Object point labels
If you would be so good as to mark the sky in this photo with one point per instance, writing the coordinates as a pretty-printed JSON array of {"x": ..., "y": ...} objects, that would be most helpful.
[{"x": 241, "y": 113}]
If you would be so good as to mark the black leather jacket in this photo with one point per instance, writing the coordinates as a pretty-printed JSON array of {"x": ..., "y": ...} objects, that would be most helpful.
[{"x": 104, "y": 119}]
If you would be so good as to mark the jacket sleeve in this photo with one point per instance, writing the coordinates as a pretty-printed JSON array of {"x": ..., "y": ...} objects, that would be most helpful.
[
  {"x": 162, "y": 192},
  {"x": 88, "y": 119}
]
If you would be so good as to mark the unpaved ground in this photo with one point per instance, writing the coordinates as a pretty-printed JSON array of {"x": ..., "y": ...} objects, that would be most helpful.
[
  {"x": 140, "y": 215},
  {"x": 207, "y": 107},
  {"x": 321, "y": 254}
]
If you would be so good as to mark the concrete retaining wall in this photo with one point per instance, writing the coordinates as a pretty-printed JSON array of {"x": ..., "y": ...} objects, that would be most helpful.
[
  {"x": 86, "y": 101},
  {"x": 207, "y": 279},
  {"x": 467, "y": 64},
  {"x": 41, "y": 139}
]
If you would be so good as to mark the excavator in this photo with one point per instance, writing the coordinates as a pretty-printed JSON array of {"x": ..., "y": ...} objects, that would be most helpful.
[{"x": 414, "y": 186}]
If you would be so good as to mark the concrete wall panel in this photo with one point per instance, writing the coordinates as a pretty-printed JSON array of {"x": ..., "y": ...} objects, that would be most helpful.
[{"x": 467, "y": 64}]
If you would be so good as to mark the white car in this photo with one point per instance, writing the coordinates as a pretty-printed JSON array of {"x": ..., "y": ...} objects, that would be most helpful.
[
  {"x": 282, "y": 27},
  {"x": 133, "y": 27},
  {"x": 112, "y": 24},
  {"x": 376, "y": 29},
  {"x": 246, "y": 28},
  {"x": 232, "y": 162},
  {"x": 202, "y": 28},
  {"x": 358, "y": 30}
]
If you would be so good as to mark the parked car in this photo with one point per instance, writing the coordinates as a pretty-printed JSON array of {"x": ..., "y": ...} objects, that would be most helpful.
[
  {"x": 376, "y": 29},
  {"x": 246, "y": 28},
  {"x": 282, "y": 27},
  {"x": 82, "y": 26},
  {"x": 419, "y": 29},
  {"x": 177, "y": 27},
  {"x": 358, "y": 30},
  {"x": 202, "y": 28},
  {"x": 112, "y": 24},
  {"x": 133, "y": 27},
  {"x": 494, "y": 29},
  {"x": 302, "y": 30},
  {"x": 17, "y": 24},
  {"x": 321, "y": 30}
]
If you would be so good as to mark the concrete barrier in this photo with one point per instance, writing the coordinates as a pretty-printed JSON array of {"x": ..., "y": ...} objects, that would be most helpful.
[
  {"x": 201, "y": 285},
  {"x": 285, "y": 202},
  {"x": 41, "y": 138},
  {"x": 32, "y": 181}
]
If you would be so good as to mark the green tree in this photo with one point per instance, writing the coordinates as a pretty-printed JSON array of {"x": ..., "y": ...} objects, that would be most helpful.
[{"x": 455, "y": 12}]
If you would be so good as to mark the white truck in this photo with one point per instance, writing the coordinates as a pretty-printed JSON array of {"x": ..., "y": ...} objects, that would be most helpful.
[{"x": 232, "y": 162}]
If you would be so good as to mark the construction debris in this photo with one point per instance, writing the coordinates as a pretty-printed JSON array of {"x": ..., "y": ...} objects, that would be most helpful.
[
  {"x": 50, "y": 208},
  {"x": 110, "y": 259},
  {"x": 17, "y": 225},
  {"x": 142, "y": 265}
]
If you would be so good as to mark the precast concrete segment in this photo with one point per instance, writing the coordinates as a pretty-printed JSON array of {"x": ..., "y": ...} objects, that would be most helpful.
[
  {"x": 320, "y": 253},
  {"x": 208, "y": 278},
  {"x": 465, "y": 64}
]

| Goal |
Give the records above again, word for word.

| Result of the exercise |
If you would be so good as to mark the sky in this photo with one point per instance, writing the coordinates as a pretty-printed JSON array of {"x": ..., "y": ...} objects, that would be most helpful.
[{"x": 241, "y": 113}]
If you would be so good as to mark the black leather jacket in this photo with one point per instance, writing the coordinates as a pretty-printed JSON array of {"x": ..., "y": ...} objects, that would be most helpful.
[{"x": 104, "y": 119}]
If you would be so good as to mark the jacket sleeve in this photo with one point per instance, writing the coordinates as a pretty-printed JSON array of {"x": ..., "y": ...} objects, that would be most helpful.
[
  {"x": 162, "y": 192},
  {"x": 88, "y": 119}
]
If you would be so good as to mark the unpaved ground in this photo with one point per instance, writing the coordinates as a pretty-printed JSON array of {"x": ..., "y": ...} objects, that would be most helpful.
[
  {"x": 140, "y": 215},
  {"x": 207, "y": 107},
  {"x": 321, "y": 254}
]
If you would be so good as to mark the concrete retaining wall in this photo with one point per instance, writing the coordinates as a pretty-printed JSON array of {"x": ..., "y": ...} objects, that would be most helpful.
[
  {"x": 86, "y": 101},
  {"x": 207, "y": 279},
  {"x": 467, "y": 64},
  {"x": 41, "y": 139}
]
If you would be so good as to mark the excavator in this photo with one point per instance, writing the coordinates as a pretty-printed JSON array of {"x": ..., "y": ...} objects, that would be most helpful.
[{"x": 414, "y": 186}]
If you would be so good as to mark the concrete wall panel in this photo with one point per instance, writing the coordinates as a pretty-printed JSON array of {"x": ..., "y": ...} objects, that would be most helpful.
[{"x": 467, "y": 64}]
If you would be so good as to mark the white car in this photo with one point per instance, writing the coordinates as a pretty-printed JSON array of {"x": ..., "y": ...} objects, that would be most helpful.
[
  {"x": 282, "y": 27},
  {"x": 133, "y": 27},
  {"x": 112, "y": 24},
  {"x": 376, "y": 29},
  {"x": 246, "y": 28},
  {"x": 232, "y": 162},
  {"x": 202, "y": 28},
  {"x": 358, "y": 30}
]
If you would be so good as to mark the parked car in this photo with one point per instance, writing the coordinates as a pretty-printed JSON array of {"x": ..., "y": ...} objects, that would be most helpful.
[
  {"x": 376, "y": 29},
  {"x": 246, "y": 28},
  {"x": 282, "y": 27},
  {"x": 82, "y": 26},
  {"x": 419, "y": 29},
  {"x": 177, "y": 27},
  {"x": 358, "y": 30},
  {"x": 202, "y": 28},
  {"x": 112, "y": 24},
  {"x": 133, "y": 27},
  {"x": 494, "y": 29},
  {"x": 302, "y": 30},
  {"x": 17, "y": 24},
  {"x": 321, "y": 30}
]
If you would be so good as to mark the concrete barrier in this photo with one point per instance, writing the coordinates as a pretty-printed JSON array of {"x": ..., "y": ...} objects, that would be most helpful.
[
  {"x": 201, "y": 285},
  {"x": 285, "y": 202},
  {"x": 41, "y": 138},
  {"x": 32, "y": 181}
]
If you would be so good as to mark the green tree in this photo with one point per instance, writing the coordinates as a pretty-printed JSON array of {"x": ..., "y": ...} objects, that would be most helpful.
[{"x": 455, "y": 12}]
If you would be so good as to mark the white truck in this photo with one point per instance, writing the coordinates as a pretty-printed JSON array of {"x": ..., "y": ...} objects, that would be most helpful.
[{"x": 232, "y": 162}]
If you would be so good as to mark the construction debris in this photo with one point per instance, writing the coordinates as a pretty-printed JSON array of {"x": ..., "y": ...} objects, that would be most helpful.
[
  {"x": 50, "y": 208},
  {"x": 110, "y": 259},
  {"x": 17, "y": 225},
  {"x": 142, "y": 265}
]
If you would be so good as to mark the precast concrete segment in this photo with one point per instance, writing the coordinates as a pretty-printed JSON array of {"x": ..., "y": ...} objects, that would be most helpful.
[
  {"x": 320, "y": 253},
  {"x": 208, "y": 278},
  {"x": 465, "y": 64}
]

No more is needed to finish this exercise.